**EXERCISE INSTRUCTIONS**
Look below for the line with "Indicate the roof", then repeat it and all lines after it, exactly, minus any pictures.

^^^^

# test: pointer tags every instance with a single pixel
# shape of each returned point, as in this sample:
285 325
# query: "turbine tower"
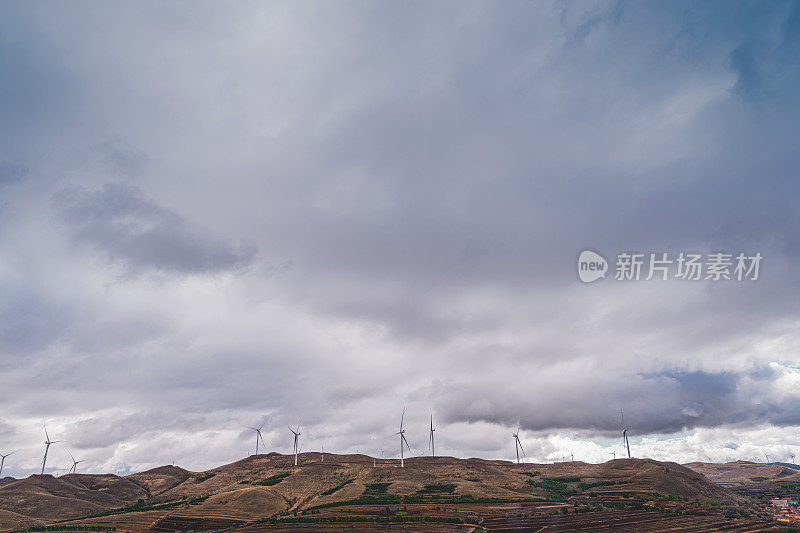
431 442
296 442
403 440
625 434
3 460
74 469
258 436
518 444
47 444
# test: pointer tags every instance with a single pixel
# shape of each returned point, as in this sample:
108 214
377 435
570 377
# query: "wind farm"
320 491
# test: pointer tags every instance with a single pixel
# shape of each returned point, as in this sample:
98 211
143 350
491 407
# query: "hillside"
265 491
745 472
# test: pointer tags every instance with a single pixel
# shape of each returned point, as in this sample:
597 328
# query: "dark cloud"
121 222
12 172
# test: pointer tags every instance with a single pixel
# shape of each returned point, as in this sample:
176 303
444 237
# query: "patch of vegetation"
360 519
337 487
272 480
70 528
204 477
554 490
593 484
389 499
376 488
438 488
141 506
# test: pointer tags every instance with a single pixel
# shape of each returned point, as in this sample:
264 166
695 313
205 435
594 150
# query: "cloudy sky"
219 215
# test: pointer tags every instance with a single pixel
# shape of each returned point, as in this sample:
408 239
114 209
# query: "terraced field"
347 493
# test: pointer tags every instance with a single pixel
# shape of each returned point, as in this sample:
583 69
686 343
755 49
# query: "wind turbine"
3 460
518 444
74 469
403 440
296 441
431 442
625 434
258 436
47 444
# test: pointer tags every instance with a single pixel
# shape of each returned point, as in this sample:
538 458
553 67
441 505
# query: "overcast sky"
218 215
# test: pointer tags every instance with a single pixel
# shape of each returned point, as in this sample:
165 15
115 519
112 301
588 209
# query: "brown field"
346 493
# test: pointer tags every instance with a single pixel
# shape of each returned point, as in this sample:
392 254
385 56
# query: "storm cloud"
322 212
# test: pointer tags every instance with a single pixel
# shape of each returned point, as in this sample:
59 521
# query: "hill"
267 492
744 472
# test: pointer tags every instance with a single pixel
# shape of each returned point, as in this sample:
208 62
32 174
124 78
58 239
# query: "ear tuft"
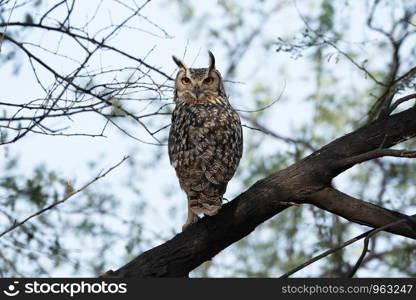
179 62
211 64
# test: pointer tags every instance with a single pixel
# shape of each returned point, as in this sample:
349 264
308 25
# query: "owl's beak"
197 91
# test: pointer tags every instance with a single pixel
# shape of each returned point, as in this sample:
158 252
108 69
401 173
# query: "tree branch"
307 181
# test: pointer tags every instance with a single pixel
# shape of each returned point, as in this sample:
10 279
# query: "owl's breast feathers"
205 146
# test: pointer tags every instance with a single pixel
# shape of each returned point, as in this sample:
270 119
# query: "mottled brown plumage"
205 139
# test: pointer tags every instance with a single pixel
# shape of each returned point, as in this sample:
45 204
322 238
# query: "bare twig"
67 196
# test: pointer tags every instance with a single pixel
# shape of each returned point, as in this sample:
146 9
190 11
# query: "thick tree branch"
307 181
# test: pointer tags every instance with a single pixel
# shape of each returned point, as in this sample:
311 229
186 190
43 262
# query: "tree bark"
308 181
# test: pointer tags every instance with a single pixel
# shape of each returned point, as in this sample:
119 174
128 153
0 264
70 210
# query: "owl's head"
198 85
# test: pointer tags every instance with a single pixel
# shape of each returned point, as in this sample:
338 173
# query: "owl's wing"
209 147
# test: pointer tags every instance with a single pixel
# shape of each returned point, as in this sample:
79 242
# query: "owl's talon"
189 221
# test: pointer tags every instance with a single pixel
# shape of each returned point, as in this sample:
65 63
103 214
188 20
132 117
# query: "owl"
205 138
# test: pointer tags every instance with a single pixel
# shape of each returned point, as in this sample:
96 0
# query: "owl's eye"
185 80
209 80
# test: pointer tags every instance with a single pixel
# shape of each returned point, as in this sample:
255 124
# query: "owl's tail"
205 205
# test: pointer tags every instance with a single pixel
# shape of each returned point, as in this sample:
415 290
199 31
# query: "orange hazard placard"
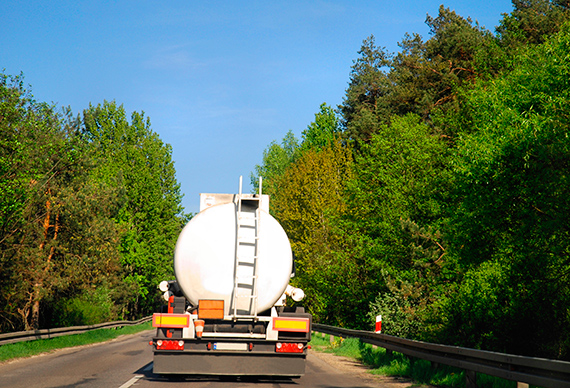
291 324
172 321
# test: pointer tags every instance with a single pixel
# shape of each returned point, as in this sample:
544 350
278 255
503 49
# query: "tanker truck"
227 312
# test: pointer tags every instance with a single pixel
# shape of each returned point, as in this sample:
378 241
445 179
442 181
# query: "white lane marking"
136 378
132 381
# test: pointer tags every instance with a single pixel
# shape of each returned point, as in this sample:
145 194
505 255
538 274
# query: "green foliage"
132 158
88 216
323 131
276 159
511 228
30 348
532 22
88 308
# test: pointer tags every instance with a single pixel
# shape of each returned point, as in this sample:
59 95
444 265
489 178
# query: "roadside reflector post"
379 324
199 326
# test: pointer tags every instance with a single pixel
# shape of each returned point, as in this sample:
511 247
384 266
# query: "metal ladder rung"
248 224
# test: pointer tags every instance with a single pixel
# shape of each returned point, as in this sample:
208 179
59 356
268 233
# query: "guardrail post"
470 379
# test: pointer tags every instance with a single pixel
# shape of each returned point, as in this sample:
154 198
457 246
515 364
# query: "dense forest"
89 213
438 193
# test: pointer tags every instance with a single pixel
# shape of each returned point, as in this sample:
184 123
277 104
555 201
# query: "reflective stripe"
174 321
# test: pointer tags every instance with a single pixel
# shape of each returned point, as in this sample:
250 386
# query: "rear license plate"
229 346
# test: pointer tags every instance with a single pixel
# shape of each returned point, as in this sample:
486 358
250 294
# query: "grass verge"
397 364
30 348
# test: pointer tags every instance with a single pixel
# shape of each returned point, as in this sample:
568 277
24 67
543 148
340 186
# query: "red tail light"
170 345
286 347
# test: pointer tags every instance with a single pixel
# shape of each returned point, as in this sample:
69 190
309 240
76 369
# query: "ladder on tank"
245 297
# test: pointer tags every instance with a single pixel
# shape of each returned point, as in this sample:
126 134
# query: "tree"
364 107
310 200
323 131
53 215
276 159
132 158
511 231
532 21
396 203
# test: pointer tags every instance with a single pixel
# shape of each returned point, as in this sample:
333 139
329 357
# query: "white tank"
205 258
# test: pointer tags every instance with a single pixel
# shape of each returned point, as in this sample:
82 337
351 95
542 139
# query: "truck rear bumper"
238 364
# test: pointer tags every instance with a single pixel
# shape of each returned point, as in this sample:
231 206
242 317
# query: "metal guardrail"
530 370
20 336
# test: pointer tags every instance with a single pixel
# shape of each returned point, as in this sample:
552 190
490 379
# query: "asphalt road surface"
127 362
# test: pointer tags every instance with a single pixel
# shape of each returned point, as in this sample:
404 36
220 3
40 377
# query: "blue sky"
219 80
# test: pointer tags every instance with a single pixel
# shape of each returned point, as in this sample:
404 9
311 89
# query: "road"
127 362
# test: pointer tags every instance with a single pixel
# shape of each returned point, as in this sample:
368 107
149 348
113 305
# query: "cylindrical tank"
205 257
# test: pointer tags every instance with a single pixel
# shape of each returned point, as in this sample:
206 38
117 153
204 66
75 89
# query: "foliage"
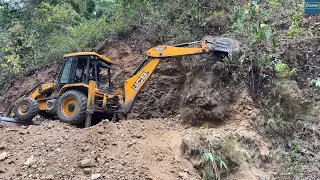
294 29
316 82
212 165
295 158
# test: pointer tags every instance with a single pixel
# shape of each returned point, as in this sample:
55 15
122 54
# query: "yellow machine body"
114 103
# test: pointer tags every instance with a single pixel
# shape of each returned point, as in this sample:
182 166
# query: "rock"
87 163
2 170
95 176
30 161
183 175
86 170
49 177
3 156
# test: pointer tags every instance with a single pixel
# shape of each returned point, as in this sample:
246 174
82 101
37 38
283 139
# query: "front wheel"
72 107
26 109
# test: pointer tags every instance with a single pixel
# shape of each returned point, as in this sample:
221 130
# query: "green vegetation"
212 166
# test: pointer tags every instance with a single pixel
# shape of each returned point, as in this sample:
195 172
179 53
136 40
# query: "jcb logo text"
140 80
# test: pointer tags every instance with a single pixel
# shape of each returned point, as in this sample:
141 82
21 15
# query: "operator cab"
80 68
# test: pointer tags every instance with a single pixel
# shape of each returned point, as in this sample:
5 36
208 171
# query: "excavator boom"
133 85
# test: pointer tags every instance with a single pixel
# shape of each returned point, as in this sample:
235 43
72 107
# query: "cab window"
65 76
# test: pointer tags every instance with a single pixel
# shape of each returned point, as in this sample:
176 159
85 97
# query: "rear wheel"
72 107
26 109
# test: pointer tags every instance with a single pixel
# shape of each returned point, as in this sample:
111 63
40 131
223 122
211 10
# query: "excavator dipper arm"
133 85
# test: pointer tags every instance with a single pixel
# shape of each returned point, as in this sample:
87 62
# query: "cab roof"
89 54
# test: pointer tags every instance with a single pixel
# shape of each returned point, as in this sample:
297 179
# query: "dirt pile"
126 150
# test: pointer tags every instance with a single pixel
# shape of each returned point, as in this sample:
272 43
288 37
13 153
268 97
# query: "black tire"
29 111
80 112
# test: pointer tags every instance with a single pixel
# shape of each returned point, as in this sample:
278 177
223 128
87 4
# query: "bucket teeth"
222 46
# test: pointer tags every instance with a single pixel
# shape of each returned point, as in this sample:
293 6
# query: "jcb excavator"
78 92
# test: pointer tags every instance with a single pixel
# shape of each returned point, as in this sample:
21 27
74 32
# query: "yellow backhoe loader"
78 93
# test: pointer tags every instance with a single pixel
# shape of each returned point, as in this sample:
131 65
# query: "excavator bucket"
221 44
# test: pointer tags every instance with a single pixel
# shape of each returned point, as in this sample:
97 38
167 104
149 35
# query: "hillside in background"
264 115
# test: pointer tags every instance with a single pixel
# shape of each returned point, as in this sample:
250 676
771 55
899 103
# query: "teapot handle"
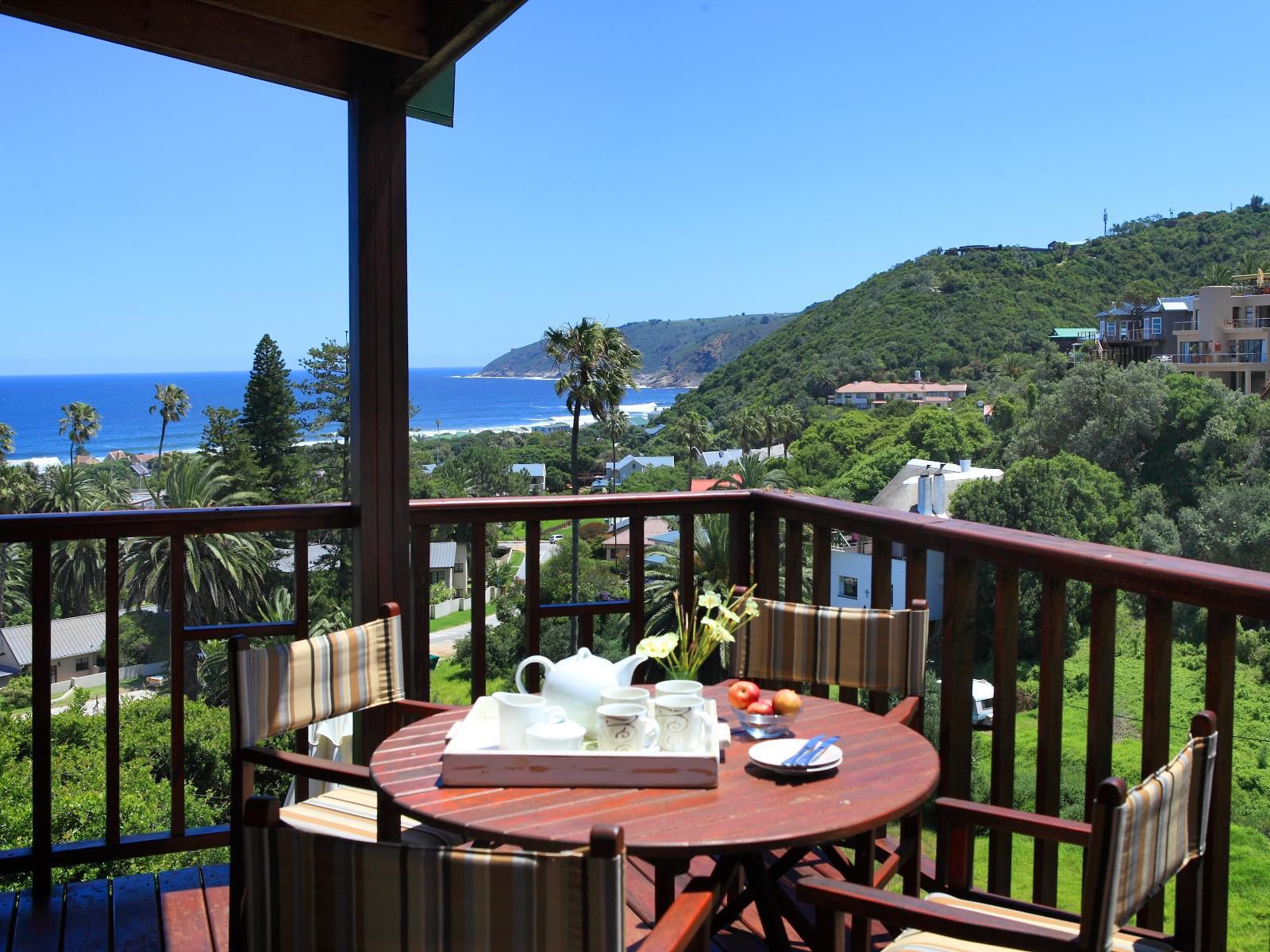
533 659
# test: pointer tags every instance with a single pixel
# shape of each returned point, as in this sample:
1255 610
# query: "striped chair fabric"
291 685
854 647
1161 827
321 892
921 941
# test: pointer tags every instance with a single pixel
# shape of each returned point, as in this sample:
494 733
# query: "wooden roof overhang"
310 44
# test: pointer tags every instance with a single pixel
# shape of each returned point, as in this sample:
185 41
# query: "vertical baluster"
1218 698
41 719
793 560
959 597
1005 674
300 596
1156 743
880 598
738 547
177 672
1098 749
1049 733
478 587
766 554
635 630
533 598
112 692
822 564
687 560
421 550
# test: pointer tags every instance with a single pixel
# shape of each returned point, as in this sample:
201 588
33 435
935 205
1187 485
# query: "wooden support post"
1049 733
379 357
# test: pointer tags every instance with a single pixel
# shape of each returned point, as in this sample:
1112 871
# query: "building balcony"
768 537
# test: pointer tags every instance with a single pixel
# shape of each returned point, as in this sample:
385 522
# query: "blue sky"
620 159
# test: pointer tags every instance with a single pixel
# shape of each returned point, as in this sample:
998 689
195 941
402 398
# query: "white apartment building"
1229 336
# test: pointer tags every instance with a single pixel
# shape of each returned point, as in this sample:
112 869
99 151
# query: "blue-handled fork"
806 757
791 761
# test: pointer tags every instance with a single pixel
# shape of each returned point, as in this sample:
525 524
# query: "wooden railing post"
1005 673
41 720
956 698
1049 733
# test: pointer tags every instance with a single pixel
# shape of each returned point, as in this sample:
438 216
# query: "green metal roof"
1075 333
436 102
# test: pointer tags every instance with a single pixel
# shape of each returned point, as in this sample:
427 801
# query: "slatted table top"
887 771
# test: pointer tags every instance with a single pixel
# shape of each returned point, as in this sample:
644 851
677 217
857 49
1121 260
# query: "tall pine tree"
270 422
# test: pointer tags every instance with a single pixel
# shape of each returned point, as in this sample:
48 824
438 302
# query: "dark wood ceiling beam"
202 33
395 25
454 29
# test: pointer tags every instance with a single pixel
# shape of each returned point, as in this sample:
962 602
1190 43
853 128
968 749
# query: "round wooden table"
888 770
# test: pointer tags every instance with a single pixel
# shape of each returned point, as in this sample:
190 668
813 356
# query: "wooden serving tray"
471 759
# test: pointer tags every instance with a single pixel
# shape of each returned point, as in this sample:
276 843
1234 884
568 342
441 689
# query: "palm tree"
597 366
768 420
755 473
616 423
692 431
224 573
789 424
171 404
749 428
83 423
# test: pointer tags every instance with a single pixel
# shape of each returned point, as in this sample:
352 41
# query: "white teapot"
575 683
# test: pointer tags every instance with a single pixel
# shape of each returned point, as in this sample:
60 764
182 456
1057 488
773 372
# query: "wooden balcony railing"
759 524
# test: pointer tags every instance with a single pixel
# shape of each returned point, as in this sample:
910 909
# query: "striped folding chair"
1140 839
311 892
283 689
876 651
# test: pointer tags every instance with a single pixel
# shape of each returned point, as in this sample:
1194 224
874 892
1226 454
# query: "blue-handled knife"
791 761
806 757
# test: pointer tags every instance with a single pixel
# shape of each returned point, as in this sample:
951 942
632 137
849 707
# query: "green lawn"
451 685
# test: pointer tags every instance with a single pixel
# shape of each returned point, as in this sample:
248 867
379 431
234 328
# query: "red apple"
787 702
743 693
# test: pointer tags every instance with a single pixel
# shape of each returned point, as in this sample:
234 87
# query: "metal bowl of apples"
764 719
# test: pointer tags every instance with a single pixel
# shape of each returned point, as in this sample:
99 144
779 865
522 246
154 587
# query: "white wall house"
921 486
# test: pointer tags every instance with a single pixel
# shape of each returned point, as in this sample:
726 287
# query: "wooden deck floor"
188 911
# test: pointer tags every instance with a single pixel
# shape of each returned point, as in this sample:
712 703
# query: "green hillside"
952 317
676 353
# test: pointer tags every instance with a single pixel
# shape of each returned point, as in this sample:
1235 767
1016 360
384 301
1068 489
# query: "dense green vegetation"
954 317
676 353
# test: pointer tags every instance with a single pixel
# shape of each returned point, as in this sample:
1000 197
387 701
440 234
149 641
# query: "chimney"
939 495
924 495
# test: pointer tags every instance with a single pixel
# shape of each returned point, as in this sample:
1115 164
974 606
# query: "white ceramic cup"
554 735
683 720
628 696
625 727
518 714
666 689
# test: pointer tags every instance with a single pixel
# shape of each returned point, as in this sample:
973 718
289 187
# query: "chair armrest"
1001 818
311 767
906 912
905 712
683 926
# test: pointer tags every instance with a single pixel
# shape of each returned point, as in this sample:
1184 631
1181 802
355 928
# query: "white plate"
768 754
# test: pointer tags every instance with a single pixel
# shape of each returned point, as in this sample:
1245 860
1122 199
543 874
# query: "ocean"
461 403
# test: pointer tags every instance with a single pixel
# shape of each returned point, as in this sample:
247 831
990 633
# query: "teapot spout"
625 670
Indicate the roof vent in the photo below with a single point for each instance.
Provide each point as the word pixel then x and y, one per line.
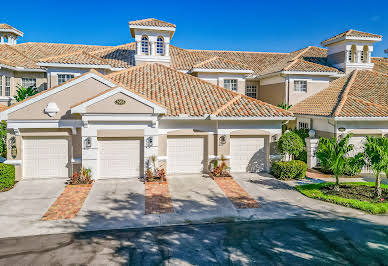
pixel 51 109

^^^^

**OUTPUT BELOW**
Indicate the roof vent in the photo below with a single point for each instance.
Provide each point as the word pixel then x and y, one per line.
pixel 51 109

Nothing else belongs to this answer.